Teks Sumber

= = = = =

Minggu, 18 Juli 2010

Cinta Monyetku Kandas Karena Orang Tua


Special Post Theme "Cinta Monyet"
Cinta monyetku yang ini lebih jelas daripada kisah sebelumnya. Sebab ini terjadi ketika usiaku menginjak enam tahun. Pada masa itu, aku iri melihat kawan-kawan masuk sekolah. Tapi keirian itu tertahan. Ibuku belum mau mandaftarkan aku ke sekolah. Alasannya, beliau takut aku belum mampu.
Dalam kondisi demikian, aku hanya bisa bertanya pada teman-teman tentang apa yang mereka alami di sekolah. Jawaban yang kudapat tak ada yang menyenangkan. Bagi mereka sekolah itu membosankan. Harus belajar itung-itungan, membaca, mengerjakan PR, distrap di depan kelas dsb.

= = = = =

Petikan Daftar
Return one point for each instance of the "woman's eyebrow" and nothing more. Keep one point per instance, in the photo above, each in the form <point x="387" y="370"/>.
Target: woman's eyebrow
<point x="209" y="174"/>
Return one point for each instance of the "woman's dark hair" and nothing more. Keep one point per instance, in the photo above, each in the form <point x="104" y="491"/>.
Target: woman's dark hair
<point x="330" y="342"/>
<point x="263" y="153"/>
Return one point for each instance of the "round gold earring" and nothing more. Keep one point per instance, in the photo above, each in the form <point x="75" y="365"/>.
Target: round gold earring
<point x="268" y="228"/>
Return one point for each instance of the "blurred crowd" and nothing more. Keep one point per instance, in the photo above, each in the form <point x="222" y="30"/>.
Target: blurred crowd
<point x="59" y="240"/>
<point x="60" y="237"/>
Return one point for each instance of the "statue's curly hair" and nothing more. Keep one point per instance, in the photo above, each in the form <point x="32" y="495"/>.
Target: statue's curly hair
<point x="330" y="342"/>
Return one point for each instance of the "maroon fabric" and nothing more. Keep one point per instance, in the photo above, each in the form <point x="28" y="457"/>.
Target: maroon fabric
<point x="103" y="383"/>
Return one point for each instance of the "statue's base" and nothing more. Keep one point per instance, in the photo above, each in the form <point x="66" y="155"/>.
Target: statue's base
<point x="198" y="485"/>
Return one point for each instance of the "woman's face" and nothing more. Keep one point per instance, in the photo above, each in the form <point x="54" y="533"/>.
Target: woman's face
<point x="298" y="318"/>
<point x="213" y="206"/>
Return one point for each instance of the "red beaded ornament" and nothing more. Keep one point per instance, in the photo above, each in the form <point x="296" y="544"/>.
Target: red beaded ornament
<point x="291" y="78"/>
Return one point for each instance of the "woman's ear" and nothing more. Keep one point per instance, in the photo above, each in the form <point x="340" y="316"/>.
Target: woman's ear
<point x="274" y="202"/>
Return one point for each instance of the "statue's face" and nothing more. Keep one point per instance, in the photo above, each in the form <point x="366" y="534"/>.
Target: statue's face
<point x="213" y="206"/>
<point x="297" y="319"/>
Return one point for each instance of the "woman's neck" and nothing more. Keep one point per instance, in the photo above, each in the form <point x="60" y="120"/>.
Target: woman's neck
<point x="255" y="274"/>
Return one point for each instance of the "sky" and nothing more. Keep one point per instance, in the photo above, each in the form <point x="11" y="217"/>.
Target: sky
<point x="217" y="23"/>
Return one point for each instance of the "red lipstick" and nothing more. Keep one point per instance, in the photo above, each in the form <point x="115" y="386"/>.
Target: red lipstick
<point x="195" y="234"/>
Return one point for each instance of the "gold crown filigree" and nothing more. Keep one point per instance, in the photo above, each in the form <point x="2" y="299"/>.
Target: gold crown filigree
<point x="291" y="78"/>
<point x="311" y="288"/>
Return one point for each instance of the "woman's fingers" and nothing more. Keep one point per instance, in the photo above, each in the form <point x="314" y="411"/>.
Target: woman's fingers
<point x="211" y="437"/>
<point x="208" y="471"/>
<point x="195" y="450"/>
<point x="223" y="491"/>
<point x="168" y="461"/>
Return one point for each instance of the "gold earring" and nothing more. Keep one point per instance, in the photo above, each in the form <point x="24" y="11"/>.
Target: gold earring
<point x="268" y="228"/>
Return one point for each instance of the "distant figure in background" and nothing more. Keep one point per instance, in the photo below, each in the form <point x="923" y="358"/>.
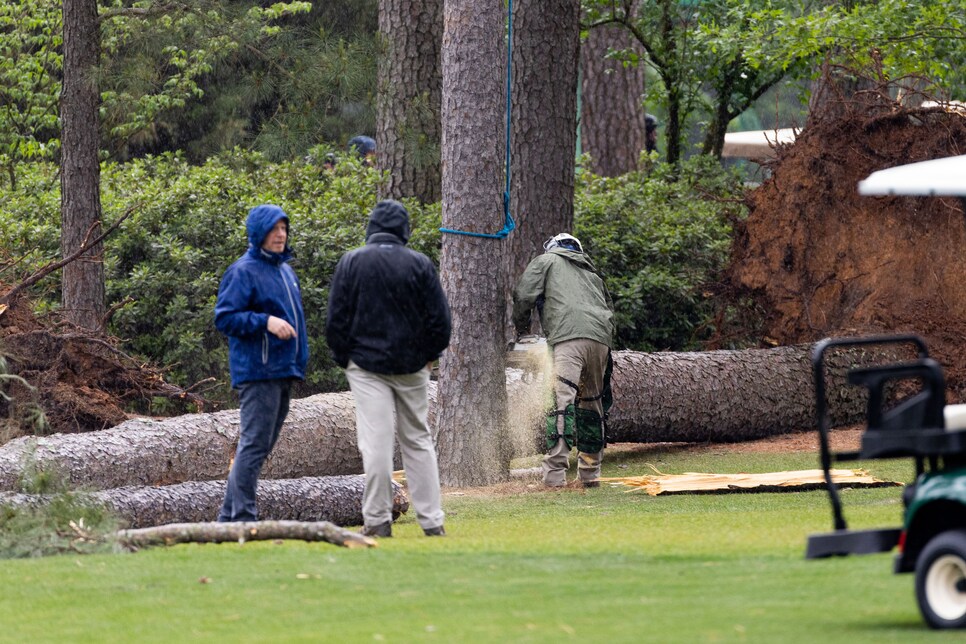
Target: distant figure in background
<point x="259" y="308"/>
<point x="365" y="147"/>
<point x="576" y="314"/>
<point x="650" y="133"/>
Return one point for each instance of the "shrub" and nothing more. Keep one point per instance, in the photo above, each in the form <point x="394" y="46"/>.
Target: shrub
<point x="60" y="521"/>
<point x="660" y="242"/>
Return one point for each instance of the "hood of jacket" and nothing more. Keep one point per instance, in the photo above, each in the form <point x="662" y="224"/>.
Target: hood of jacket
<point x="261" y="220"/>
<point x="391" y="217"/>
<point x="575" y="257"/>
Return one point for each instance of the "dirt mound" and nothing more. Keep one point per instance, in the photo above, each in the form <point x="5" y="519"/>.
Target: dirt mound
<point x="822" y="260"/>
<point x="80" y="380"/>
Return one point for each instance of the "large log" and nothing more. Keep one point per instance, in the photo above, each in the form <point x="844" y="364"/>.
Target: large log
<point x="727" y="396"/>
<point x="715" y="396"/>
<point x="335" y="499"/>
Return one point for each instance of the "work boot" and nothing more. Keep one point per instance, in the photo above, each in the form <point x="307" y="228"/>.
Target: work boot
<point x="381" y="530"/>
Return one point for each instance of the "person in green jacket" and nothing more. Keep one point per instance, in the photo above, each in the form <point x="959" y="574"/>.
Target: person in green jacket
<point x="577" y="319"/>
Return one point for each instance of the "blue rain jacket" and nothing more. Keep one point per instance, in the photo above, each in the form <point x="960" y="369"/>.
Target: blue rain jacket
<point x="260" y="284"/>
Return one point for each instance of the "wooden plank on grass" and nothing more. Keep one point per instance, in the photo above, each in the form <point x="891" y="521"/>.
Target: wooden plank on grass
<point x="698" y="482"/>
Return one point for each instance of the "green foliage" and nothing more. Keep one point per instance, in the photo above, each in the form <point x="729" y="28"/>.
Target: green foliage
<point x="668" y="569"/>
<point x="30" y="60"/>
<point x="210" y="76"/>
<point x="21" y="413"/>
<point x="661" y="240"/>
<point x="61" y="521"/>
<point x="715" y="58"/>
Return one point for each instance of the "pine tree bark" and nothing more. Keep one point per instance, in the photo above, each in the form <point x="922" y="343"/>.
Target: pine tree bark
<point x="546" y="41"/>
<point x="169" y="535"/>
<point x="472" y="415"/>
<point x="83" y="280"/>
<point x="408" y="107"/>
<point x="336" y="499"/>
<point x="612" y="128"/>
<point x="715" y="396"/>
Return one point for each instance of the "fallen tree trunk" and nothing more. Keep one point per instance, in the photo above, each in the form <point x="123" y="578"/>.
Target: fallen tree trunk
<point x="168" y="535"/>
<point x="726" y="396"/>
<point x="715" y="396"/>
<point x="334" y="499"/>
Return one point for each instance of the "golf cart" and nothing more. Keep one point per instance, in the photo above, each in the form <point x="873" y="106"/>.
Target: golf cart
<point x="932" y="539"/>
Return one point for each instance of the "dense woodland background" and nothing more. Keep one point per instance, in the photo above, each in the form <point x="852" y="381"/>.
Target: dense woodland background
<point x="134" y="136"/>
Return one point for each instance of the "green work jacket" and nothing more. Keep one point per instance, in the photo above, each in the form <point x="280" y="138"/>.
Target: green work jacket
<point x="575" y="303"/>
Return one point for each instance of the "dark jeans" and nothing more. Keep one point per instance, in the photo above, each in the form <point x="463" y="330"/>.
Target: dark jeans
<point x="264" y="405"/>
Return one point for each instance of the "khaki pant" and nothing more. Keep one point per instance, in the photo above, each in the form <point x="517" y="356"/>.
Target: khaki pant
<point x="388" y="407"/>
<point x="582" y="362"/>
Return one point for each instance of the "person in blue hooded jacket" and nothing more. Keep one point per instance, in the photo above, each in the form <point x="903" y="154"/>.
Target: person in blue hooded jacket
<point x="259" y="308"/>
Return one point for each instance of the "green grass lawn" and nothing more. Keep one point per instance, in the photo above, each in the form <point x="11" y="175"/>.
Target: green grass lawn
<point x="600" y="565"/>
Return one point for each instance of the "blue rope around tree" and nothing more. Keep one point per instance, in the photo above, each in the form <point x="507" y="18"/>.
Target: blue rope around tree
<point x="510" y="224"/>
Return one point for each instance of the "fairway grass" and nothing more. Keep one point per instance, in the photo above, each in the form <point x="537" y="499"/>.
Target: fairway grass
<point x="601" y="565"/>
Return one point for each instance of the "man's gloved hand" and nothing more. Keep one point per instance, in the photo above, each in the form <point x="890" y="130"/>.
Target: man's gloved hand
<point x="280" y="328"/>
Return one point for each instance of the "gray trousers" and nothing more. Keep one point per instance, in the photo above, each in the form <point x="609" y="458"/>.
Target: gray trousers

= = = = =

Latihan
Lanjutkan teks sumber tentang cinta monyet mulai dari kalimat terakhirnya. Daftar di atas tidak diperlukan untuk mengerjakan tugas ini.

Jawaban
Namun sesuatu yang beda kutemukan pada sosok Lisnawati. Ia baru kelas I SD. Baginya sekolah menyenangkan. Ia juga sangat menyukai belajar. Kabarnya ia berhasil memeroleh juara kelas pada ulangan Catur Wulan (Cawu) I. Aku juga sering mendengar dia belajar membaca. Suaranya amat lantang melafalkan pelajaran Bahasa Indonesia tiap malam usai Isya.
Penasaranku terhadap Lisnawati yang beda dari teman lainnya ini berbuah keakraban. Ia selalu menemuiku untuk main bersama sepulang sekolah. Tapi dia tak sendirian. Jumariyah, tetangga Lisnawati beberapa hari terakhir selalu ikut main bersama. Aku memerhatikan saja ketika mereka berdua mulai mengasingkanku dengan mainan khas perempuan. Sebuah mainan kertas, berupa gambar-gambar orang yang bisa diganti-ganti pakaiannya mereka keluarkan. Kami menyebut mainan khas cewek itu BP atau Bongkar Pasang.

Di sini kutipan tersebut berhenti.